(Region annotation items)
+ + + +
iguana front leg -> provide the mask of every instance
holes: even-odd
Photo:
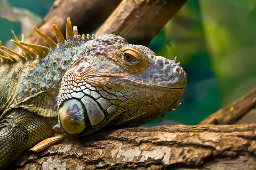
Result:
[[[21,109],[13,110],[0,120],[0,169],[53,133],[48,118]]]

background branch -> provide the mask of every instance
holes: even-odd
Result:
[[[199,125],[232,124],[256,106],[256,88],[255,88],[243,97],[213,113]]]

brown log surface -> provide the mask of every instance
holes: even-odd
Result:
[[[199,125],[231,124],[256,106],[256,88],[244,96],[208,116]]]
[[[57,42],[52,24],[65,37],[68,17],[81,35],[89,34],[106,20],[96,34],[112,34],[127,39],[131,43],[147,45],[187,0],[124,0],[106,20],[121,1],[56,0],[36,27]],[[35,31],[25,41],[48,46]]]
[[[256,124],[109,129],[29,152],[17,169],[255,169],[255,130]]]

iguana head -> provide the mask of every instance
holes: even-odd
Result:
[[[62,79],[59,120],[66,133],[138,125],[177,105],[186,75],[176,58],[112,34],[93,39],[77,48]]]

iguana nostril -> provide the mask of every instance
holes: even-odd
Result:
[[[182,76],[182,70],[180,67],[177,66],[174,68],[174,73],[177,76],[180,77]]]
+ + + +
**EXERCISE INSTRUCTIONS**
Can you render the rows above, from the line containing "iguana nostril ->" through the end of the rows, as a numbered list with blank lines omitted?

**THE OUTPUT**
1. iguana nostril -> provide the mask of every instance
2. holes: even-odd
3. Result:
4. [[[182,76],[182,70],[180,67],[177,66],[174,68],[174,73],[177,76],[180,77]]]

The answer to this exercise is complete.